- **EXCERPTED PASSAGE**:

□ □ □ □ □ □ □

Judgment: approved by the court for handing down

(subject to editorial corrections)*

Ref:                 McF12359

 

ICOS:             19/103847

 

Delivered:     11/12/2023

 

IN THE HIGH COURT OF JUSTICE IN NORTHERN IRELAND

___________

 

FAMILY DIVISION

 

OFFICE OF CARE AND PROTECTION

___________

 

Between:

A HEALTH AND SOCIAL CARE TRUST

Applicant

v

 

A MOTHER

Respondent

and

 

A FATHER

Respondent

 

In the matter of a female child aged 6 years 10 months

___________

 

 

Ms S Ramsey KC and Ms P McKernan (instructed by the Directorate of Legal Services) for the Health and Social Care Trust

The mother appeared without representation

Mr A Magee KC with Ms M McHugh (instructed by Quigley Grant & Kyle Solicitors) for the Father

Ms M Smyth KC with Mr M McAleer (instructed by Caldwell & Robinson Solicitors) for the child by her Court Children’s Guardian

___________

 

McFARLAND J

 

Introduction

 

[1]       The Trust has applied for a care order in respect of the child.  There is a related non-molestation order brought by the father against the mother.  I have anonymised this judgment to prevent the child and members of her wider family from being identified.

□ □ □ □ □ □ □

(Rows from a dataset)
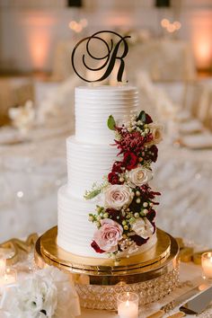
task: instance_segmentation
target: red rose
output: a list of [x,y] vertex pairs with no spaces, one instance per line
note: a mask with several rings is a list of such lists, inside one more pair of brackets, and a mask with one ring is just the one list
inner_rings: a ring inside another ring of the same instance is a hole
[[137,157],[135,154],[128,152],[124,154],[124,163],[128,170],[136,168],[137,164]]
[[111,184],[120,184],[119,175],[115,172],[110,172],[108,175],[108,181]]
[[112,172],[121,173],[123,172],[121,169],[122,167],[123,163],[121,161],[116,161],[112,166]]
[[151,122],[153,122],[153,119],[151,119],[151,117],[146,113],[146,124],[150,124]]
[[93,243],[91,243],[91,246],[93,248],[93,250],[96,252],[100,252],[100,253],[105,252],[105,251],[103,251],[100,248],[100,246],[97,244],[97,243],[95,241],[93,241]]

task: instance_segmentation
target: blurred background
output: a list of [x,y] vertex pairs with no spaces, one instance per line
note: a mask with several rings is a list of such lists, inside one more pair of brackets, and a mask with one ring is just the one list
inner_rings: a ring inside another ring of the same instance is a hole
[[[212,239],[212,1],[0,0],[0,242],[57,224],[74,91],[71,54],[102,30],[130,35],[125,78],[164,125],[158,225]],[[96,48],[97,49],[97,48]],[[86,74],[93,78],[93,75]],[[103,84],[117,84],[113,75]]]

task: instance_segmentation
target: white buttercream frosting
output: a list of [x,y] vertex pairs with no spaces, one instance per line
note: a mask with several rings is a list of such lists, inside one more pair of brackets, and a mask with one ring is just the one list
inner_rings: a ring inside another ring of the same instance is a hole
[[83,198],[93,182],[102,183],[117,160],[115,146],[82,143],[74,136],[66,139],[66,151],[68,188],[78,198]]
[[[72,196],[66,185],[59,189],[57,202],[57,244],[74,254],[108,258],[107,254],[96,253],[91,247],[96,226],[88,221],[88,214],[95,210],[96,202]],[[150,249],[155,243],[156,235],[153,235],[136,253]],[[122,252],[121,256],[126,255]]]
[[[68,181],[58,191],[57,244],[61,248],[82,256],[107,258],[91,247],[96,226],[88,221],[88,215],[95,211],[98,202],[85,200],[84,195],[93,182],[102,183],[114,161],[119,160],[117,148],[112,146],[113,131],[107,127],[108,117],[112,114],[123,122],[137,110],[135,87],[75,89],[75,136],[66,139]],[[137,252],[146,251],[155,242],[156,235],[153,235]]]
[[77,87],[75,89],[75,137],[92,144],[110,144],[114,135],[107,127],[113,115],[123,120],[137,110],[138,93],[131,86]]

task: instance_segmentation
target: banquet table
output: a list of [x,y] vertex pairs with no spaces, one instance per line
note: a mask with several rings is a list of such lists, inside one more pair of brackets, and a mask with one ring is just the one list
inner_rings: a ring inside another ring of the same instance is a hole
[[60,120],[7,145],[17,131],[1,128],[0,241],[43,232],[57,223],[57,191],[66,179],[66,137],[71,132],[70,123]]

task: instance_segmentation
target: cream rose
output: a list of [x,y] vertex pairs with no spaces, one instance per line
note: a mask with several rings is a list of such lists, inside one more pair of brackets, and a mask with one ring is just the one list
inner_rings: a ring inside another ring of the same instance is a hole
[[144,167],[137,167],[128,172],[128,181],[130,187],[140,187],[153,178],[153,172]]
[[153,135],[153,141],[151,141],[148,145],[159,144],[163,139],[163,125],[152,122],[148,124],[148,128],[150,129],[151,134]]
[[104,218],[101,221],[101,228],[94,233],[93,240],[105,252],[117,251],[118,243],[122,238],[122,226],[110,218]]
[[109,185],[104,190],[105,208],[120,209],[128,207],[133,199],[132,191],[128,186],[122,184]]
[[154,225],[146,217],[139,217],[131,225],[132,230],[139,236],[146,239],[154,234]]

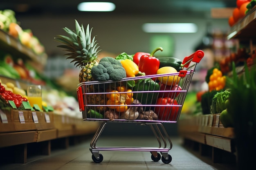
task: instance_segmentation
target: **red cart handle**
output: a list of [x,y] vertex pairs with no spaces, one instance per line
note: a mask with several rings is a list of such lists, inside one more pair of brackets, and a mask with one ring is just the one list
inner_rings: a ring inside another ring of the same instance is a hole
[[82,87],[80,86],[76,88],[76,93],[77,93],[77,99],[78,100],[78,104],[80,112],[84,111],[84,103],[83,103],[83,92],[82,91]]
[[189,66],[191,61],[198,63],[203,58],[204,55],[204,52],[201,50],[198,50],[190,56],[186,57],[182,62],[182,64],[185,64],[183,67],[187,68]]

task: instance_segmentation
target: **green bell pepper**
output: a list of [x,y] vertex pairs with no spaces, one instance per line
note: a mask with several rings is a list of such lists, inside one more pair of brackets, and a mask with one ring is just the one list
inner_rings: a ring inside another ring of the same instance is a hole
[[173,57],[159,57],[158,58],[160,61],[159,68],[169,66],[173,67],[178,72],[182,70],[182,67],[183,66],[182,62],[178,58]]
[[[132,91],[157,91],[160,85],[150,78],[139,79],[132,88]],[[134,93],[133,98],[138,99],[142,104],[155,104],[158,96],[158,93]],[[150,109],[149,106],[144,107],[146,111]],[[151,107],[152,109],[152,107]]]

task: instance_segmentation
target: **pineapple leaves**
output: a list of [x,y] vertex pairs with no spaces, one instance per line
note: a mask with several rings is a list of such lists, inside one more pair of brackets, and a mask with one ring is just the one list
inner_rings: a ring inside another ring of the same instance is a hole
[[81,67],[89,62],[97,62],[98,53],[100,50],[98,49],[99,46],[95,37],[91,39],[92,29],[90,29],[88,24],[85,29],[83,24],[79,25],[76,20],[75,22],[75,30],[63,28],[67,35],[58,35],[54,38],[56,41],[63,44],[57,46],[65,49],[64,51],[67,53],[65,55],[68,56],[67,59],[72,59],[70,63],[74,63],[76,67]]

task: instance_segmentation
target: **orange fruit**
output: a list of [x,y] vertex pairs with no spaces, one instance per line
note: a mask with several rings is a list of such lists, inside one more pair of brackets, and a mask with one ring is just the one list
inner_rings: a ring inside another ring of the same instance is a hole
[[250,3],[249,2],[245,2],[241,5],[239,9],[239,15],[240,18],[244,18],[245,16],[245,11],[248,9],[246,7],[248,4]]
[[235,20],[234,20],[234,18],[233,16],[230,16],[229,18],[229,25],[230,27],[231,27],[234,25],[235,23],[236,22],[235,22]]
[[245,2],[250,2],[251,0],[236,0],[236,7],[238,8],[240,8],[240,7]]
[[19,33],[22,31],[22,29],[19,25],[15,22],[11,22],[9,25],[9,33],[11,35],[18,38]]
[[236,22],[239,18],[240,18],[240,11],[238,8],[235,8],[233,11],[233,17],[234,18],[235,22]]

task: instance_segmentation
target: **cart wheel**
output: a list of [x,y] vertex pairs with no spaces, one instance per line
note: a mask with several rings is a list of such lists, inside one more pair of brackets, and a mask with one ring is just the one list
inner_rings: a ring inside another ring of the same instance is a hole
[[154,155],[151,155],[151,159],[154,162],[159,161],[159,160],[161,159],[161,155],[159,153],[157,153],[157,157],[156,158],[154,156]]
[[168,159],[166,160],[165,158],[162,156],[162,161],[164,163],[169,163],[172,161],[172,157],[169,154],[168,154]]
[[92,159],[95,163],[100,163],[103,161],[103,156],[100,153],[99,153],[99,159],[97,159],[93,155],[92,155]]

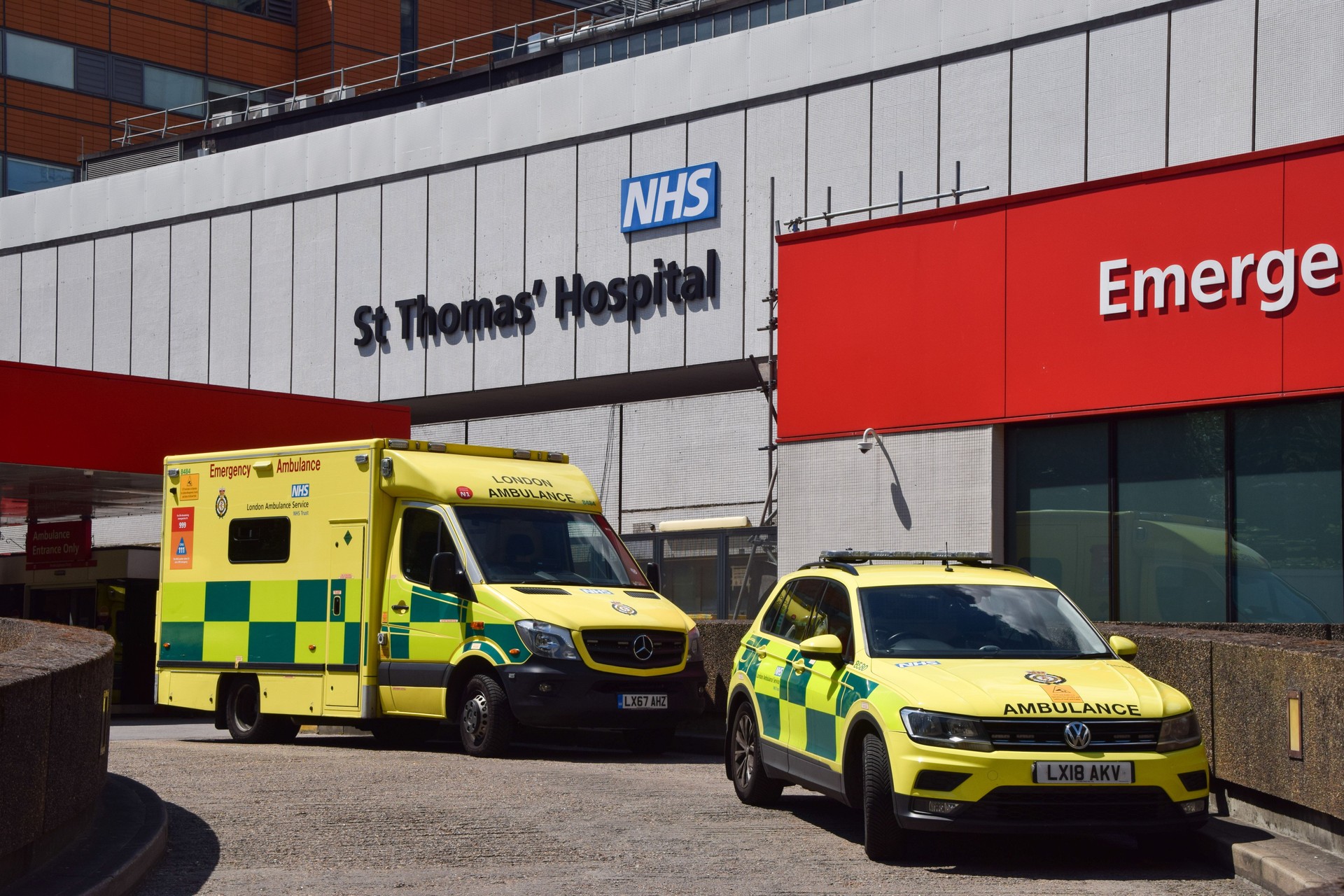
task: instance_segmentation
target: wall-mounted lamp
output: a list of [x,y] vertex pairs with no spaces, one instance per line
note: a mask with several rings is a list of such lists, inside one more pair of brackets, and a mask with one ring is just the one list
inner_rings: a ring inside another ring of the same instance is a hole
[[1302,692],[1288,692],[1288,758],[1302,758]]

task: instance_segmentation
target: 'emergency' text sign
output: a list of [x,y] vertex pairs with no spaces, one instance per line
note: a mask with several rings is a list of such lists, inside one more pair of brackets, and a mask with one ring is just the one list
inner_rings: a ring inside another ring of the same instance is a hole
[[660,171],[621,181],[621,232],[719,216],[719,164]]

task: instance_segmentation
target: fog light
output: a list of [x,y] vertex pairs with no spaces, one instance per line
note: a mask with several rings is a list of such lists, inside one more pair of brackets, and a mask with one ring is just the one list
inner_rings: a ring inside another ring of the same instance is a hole
[[952,799],[925,799],[923,797],[915,797],[910,801],[911,811],[922,811],[930,815],[956,815],[960,809],[961,803]]

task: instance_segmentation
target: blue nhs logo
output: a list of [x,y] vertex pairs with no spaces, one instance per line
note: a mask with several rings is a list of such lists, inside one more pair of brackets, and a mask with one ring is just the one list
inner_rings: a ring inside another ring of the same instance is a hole
[[621,232],[719,216],[719,163],[621,181]]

□ □ □ □ □ □ □

- **AIM A**:
Translate the sentence "The mother appeared without representation." from the court judgment above into Spanish.
- **AIM B**:
Proceed with the court judgment above, starting right after its final sentence.

- **TASK RESULT A**:
La madre compareció sin representación.

- **TASK RESULT B**:
 

[2]       Earlier proceedings had concluded with a supervision order made on 1 September 2021 together with residence order in favour of the father, a contact order in favour of the mother for supervised contact with the child, and a prohibited steps order prohibiting the mother from removing the child from Northern Ireland.  There is a history in this case of the mother abducting the child and removing her across the border into the Republic of Ireland.  During the earlier proceedings in Londonderry family care centre, based on the evidence of Dr Michael Curran consultant psychiatrist (report of 10 February 2021), the court had ruled that the mother lacked litigation capacity and had appointed the Official Solicitor as her guardian ad litem.

 

[3]       In July 2022 the mother abducted the child again and she was returned following Hague Convention (1980) proceedings in Dublin.  The Trust applied for a care order in August 2022 and the court has issued interim supervision orders.

 

[4]       The mother unsuccessfully applied for a residence order or in the alternative a contact order requiring contact five days a week.  This was refused by the court on 28 June 2023.  The mother then abducted the child again necessitating a return order being issued by Mr Justice Fowler on 6 July 2023.  The child was returned to Northern Ireland but there was further concern about publicity emanating from the mother identifying the child as being the subject of Children (NI) Order 1995 (“CO”) proceedings.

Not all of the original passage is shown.